▸ **DOCUMENT PASSAGE**:
Configuration for Using RunPod-based DeepSeek Model in MSAEZ

MSAEZ provides three model configurations to utilize DeepSeek models for various purposes: complexModel, standardModel, and simpleModel.

complexModel: Used for complex tasks requiring high performance, such as policy generation.
standardModel: Used for most general AI functions (e.g., text generation, Q&A). MSAEZ's core AI features are provided through standardModel.
simpleModel: Used for relatively simple tasks requiring quick processing, such as JSON object error correction.

1. Run the related Proxy server.

The server.js Proxy server mediates smooth communication between MSAEZ and RunPod, and MSAEZ efficiently provides various AI functions through the model configurations described above.

node ./server.js

2. Modify localStorage values to use the related models.

localStorage.complexModel = "deepseek-ai/DeepSeek-R1-Distill-Qwen-32B"
localStorage.standardModel = "deepseek-ai/DeepSeek-R1-Distill-Qwen-32B"
localStorage.simpleModel = "deepseek-ai/DeepSeek-R1-Distill-Qwen-32B"
localStorage.runpodUrl = "<Request Pod URL>/v1/chat/completions"

3. After testing, reset to empty values to return to default model usage.

localStorage.complexModel = ""
localStorage.standardModel = ""
localStorage.simpleModel = ""

▸ **MATERIAL PROVIDED**:

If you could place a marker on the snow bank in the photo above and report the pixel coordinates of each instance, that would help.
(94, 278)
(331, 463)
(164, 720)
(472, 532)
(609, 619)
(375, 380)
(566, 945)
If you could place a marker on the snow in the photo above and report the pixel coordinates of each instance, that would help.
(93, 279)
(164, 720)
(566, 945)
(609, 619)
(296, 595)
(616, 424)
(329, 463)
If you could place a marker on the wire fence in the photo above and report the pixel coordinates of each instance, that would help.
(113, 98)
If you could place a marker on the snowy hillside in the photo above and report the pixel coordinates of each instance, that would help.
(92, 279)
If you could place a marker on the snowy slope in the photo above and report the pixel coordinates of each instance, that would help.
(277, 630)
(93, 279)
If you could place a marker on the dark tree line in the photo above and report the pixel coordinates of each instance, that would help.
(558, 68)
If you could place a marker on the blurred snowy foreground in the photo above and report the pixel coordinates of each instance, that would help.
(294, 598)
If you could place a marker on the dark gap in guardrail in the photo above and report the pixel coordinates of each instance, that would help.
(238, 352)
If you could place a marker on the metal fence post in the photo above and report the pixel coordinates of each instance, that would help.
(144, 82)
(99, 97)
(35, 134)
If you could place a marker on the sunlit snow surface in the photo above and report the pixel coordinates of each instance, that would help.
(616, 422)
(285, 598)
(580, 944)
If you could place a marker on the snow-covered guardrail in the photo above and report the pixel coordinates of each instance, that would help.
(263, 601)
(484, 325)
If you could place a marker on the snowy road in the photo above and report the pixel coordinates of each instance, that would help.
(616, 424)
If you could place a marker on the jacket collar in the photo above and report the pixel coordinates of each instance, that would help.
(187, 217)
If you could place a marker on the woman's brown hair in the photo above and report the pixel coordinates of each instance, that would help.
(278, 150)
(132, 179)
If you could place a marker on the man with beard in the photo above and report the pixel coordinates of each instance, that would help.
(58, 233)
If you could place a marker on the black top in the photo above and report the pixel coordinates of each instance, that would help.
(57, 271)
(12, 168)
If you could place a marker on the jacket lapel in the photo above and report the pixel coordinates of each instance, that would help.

▸ **WORK ORDER**: In the MSAEZ configuration text, list every localStorage key that receives a value in the step headed "Modify localStorage values to use the related models."

▸ **RESPONSE BOX**: complexModel, standardModel, simpleModel, runpodUrl